▸ **DATA SHOWN**:
= Beginning of Section =
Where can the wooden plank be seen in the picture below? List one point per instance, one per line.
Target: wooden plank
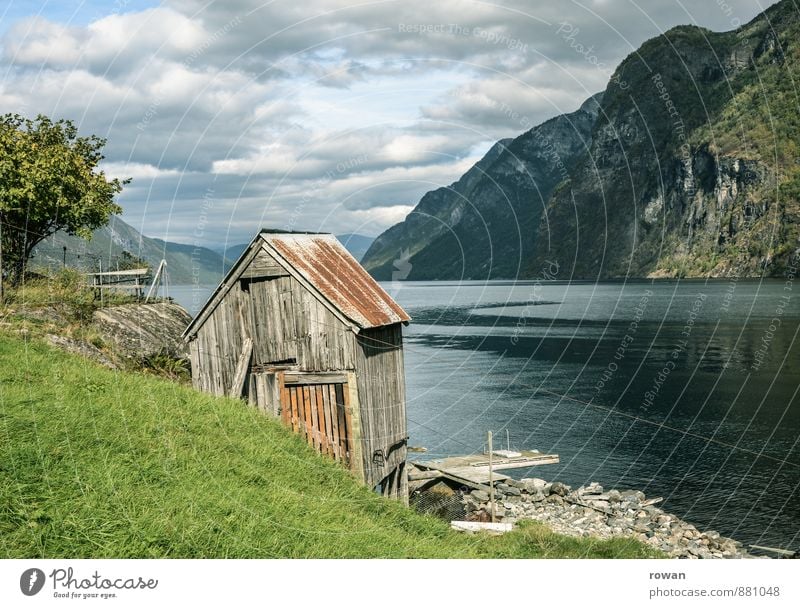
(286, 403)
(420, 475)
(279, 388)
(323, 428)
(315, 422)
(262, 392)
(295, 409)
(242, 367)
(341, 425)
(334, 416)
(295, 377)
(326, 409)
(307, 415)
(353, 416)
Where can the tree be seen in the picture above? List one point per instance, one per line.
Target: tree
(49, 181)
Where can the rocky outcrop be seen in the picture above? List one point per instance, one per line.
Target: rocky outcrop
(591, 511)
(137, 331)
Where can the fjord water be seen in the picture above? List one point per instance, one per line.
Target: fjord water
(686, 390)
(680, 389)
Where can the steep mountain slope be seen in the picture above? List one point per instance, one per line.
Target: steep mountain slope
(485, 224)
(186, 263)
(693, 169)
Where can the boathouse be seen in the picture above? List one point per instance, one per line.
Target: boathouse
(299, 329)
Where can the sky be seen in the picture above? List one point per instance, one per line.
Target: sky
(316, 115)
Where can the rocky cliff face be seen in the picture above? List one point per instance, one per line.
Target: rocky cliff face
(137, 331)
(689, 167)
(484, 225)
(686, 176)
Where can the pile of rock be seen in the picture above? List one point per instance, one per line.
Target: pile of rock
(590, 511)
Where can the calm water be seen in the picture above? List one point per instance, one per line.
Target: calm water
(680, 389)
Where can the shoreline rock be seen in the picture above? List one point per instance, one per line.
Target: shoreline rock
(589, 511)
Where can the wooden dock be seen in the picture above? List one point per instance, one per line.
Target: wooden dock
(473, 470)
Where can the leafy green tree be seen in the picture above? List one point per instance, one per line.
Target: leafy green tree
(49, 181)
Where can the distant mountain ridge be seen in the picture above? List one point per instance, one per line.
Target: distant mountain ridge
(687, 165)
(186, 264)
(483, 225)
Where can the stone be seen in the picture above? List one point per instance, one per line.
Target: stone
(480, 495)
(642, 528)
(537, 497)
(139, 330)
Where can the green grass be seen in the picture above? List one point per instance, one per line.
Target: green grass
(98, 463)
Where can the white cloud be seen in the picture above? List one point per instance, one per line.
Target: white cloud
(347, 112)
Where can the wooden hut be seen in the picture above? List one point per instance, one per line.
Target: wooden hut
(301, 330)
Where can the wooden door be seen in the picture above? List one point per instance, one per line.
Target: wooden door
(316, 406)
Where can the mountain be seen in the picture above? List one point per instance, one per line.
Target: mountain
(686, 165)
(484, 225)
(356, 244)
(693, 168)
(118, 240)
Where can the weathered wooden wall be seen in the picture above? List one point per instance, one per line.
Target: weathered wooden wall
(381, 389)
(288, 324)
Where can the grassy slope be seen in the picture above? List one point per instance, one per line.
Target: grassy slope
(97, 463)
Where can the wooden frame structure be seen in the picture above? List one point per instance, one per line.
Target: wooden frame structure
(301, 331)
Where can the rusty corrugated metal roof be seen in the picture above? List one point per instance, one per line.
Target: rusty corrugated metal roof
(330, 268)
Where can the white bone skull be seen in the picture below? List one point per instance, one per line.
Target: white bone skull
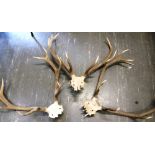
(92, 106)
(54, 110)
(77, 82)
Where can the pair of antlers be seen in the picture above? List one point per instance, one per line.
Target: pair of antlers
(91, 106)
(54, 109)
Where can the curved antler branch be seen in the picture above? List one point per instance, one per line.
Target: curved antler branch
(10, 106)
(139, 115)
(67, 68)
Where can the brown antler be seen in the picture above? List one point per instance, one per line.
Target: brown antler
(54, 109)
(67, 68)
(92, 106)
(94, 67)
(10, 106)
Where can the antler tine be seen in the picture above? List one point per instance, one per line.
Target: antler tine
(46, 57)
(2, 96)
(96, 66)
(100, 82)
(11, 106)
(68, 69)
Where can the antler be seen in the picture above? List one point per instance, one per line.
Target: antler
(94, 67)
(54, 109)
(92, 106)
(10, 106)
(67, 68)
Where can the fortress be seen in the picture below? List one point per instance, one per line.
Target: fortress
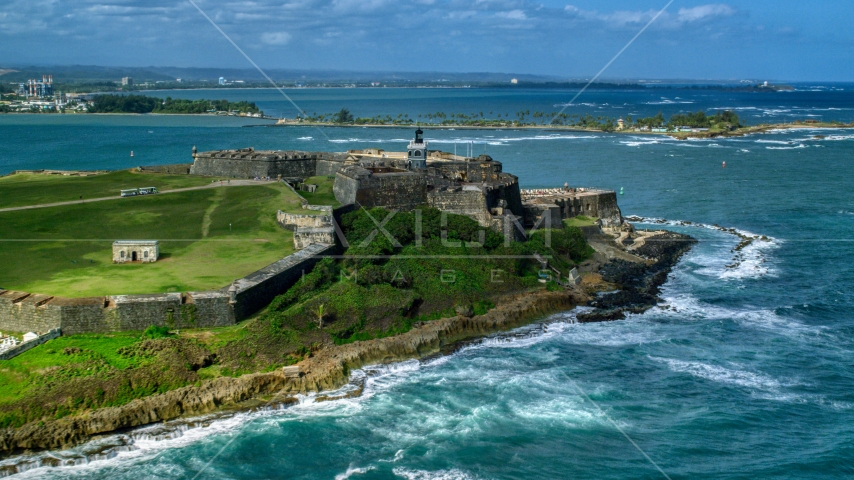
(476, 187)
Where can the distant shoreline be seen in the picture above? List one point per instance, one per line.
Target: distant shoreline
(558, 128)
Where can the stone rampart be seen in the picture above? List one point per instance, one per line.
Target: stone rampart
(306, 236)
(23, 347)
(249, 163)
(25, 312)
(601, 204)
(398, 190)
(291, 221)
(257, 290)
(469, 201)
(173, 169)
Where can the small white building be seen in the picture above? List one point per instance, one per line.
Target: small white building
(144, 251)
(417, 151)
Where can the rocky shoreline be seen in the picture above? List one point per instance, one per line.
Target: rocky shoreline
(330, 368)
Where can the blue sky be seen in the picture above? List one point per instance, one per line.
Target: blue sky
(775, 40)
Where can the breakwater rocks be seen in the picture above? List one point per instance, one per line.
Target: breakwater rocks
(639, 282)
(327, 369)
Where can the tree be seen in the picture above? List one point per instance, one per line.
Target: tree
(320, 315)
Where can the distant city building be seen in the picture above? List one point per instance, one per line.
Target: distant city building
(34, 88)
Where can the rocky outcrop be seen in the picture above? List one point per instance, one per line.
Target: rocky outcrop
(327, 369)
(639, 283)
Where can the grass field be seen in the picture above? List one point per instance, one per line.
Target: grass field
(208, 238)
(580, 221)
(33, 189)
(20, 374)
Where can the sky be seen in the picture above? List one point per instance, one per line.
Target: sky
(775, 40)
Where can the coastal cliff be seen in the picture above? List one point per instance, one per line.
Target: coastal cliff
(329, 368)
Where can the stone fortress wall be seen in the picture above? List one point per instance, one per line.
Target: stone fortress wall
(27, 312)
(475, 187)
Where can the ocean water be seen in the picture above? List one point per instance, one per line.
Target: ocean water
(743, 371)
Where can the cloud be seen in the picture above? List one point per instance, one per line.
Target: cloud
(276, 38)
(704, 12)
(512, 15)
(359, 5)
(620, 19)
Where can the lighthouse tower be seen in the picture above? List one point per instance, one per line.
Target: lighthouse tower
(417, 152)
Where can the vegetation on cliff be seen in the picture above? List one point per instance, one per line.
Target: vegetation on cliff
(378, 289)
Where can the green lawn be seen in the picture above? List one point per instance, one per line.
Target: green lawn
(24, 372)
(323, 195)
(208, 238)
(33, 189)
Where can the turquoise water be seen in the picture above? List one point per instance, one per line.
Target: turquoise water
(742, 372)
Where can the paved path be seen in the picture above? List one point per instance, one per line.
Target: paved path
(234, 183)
= End of Section =
= Beginning of Section =
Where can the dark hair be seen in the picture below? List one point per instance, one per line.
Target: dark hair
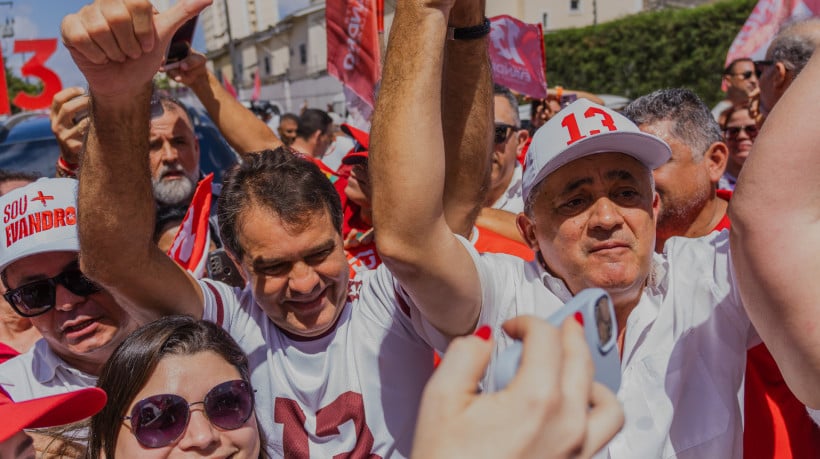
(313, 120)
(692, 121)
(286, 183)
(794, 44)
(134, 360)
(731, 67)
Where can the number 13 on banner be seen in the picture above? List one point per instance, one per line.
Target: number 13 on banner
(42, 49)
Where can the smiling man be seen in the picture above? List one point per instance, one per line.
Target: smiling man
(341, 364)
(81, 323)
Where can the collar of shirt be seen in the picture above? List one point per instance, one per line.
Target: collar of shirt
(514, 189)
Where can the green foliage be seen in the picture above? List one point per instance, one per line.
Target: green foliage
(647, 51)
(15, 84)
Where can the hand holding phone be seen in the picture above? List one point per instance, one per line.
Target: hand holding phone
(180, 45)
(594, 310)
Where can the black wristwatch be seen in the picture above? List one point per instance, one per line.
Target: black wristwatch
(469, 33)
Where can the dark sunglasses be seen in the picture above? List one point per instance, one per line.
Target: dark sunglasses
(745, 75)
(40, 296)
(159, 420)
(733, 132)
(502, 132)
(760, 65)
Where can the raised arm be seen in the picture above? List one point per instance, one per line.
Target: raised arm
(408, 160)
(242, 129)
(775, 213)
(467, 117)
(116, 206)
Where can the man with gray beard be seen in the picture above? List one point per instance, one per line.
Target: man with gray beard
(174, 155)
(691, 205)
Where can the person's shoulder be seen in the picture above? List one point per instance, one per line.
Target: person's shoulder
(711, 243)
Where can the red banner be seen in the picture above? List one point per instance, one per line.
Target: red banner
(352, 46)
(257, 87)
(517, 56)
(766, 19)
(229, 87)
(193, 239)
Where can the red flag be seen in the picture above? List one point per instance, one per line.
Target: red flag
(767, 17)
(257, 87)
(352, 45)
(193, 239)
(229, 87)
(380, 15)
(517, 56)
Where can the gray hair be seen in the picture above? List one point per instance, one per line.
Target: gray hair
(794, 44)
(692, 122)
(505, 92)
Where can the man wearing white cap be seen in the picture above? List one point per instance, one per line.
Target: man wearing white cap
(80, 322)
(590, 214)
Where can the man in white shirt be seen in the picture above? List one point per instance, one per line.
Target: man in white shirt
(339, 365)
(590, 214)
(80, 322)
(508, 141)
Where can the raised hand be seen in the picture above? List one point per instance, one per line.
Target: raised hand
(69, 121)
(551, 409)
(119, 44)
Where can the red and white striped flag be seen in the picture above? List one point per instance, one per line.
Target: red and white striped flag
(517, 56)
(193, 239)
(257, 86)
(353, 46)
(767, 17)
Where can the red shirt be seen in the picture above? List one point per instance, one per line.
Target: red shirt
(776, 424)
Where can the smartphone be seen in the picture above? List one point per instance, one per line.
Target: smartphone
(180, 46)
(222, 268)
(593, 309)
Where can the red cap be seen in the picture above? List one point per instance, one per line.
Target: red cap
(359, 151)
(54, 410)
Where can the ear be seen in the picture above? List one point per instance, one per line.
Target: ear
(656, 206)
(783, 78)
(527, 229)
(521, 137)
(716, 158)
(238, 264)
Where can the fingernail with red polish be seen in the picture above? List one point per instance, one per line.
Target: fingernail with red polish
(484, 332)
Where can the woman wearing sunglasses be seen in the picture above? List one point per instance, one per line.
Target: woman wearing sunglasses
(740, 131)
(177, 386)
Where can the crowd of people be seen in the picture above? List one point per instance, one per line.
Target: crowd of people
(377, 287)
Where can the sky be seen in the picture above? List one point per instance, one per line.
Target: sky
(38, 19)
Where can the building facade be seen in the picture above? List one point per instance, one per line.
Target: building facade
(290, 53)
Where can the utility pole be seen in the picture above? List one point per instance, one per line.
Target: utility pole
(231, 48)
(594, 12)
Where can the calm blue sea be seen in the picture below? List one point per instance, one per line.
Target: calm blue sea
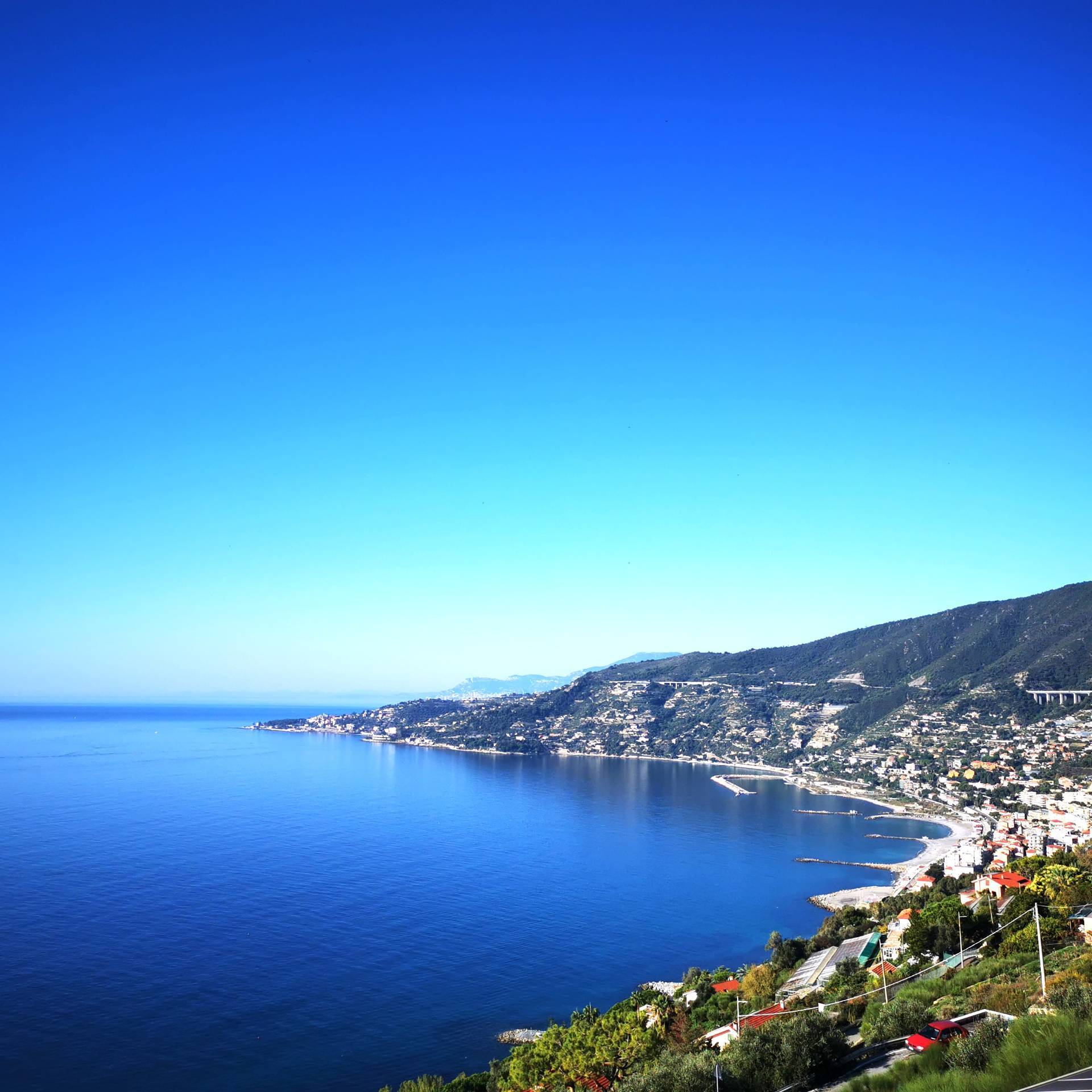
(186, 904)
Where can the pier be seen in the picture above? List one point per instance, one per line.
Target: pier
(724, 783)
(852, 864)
= End of Section =
Set down, from the entries above, exactly the lines from the one with "Target: red banner" up to and including the one with "Where can the gray", and no other lines.

Target: red banner
(352, 46)
(257, 87)
(517, 56)
(766, 19)
(229, 87)
(193, 239)
Where can the red flag be seen in the picture above? List one point per instance, one per line.
Target: red flag
(767, 17)
(257, 87)
(352, 45)
(193, 239)
(229, 87)
(380, 15)
(517, 56)
Where can the gray hair be seen in the picture above? List one point per instance, one per line.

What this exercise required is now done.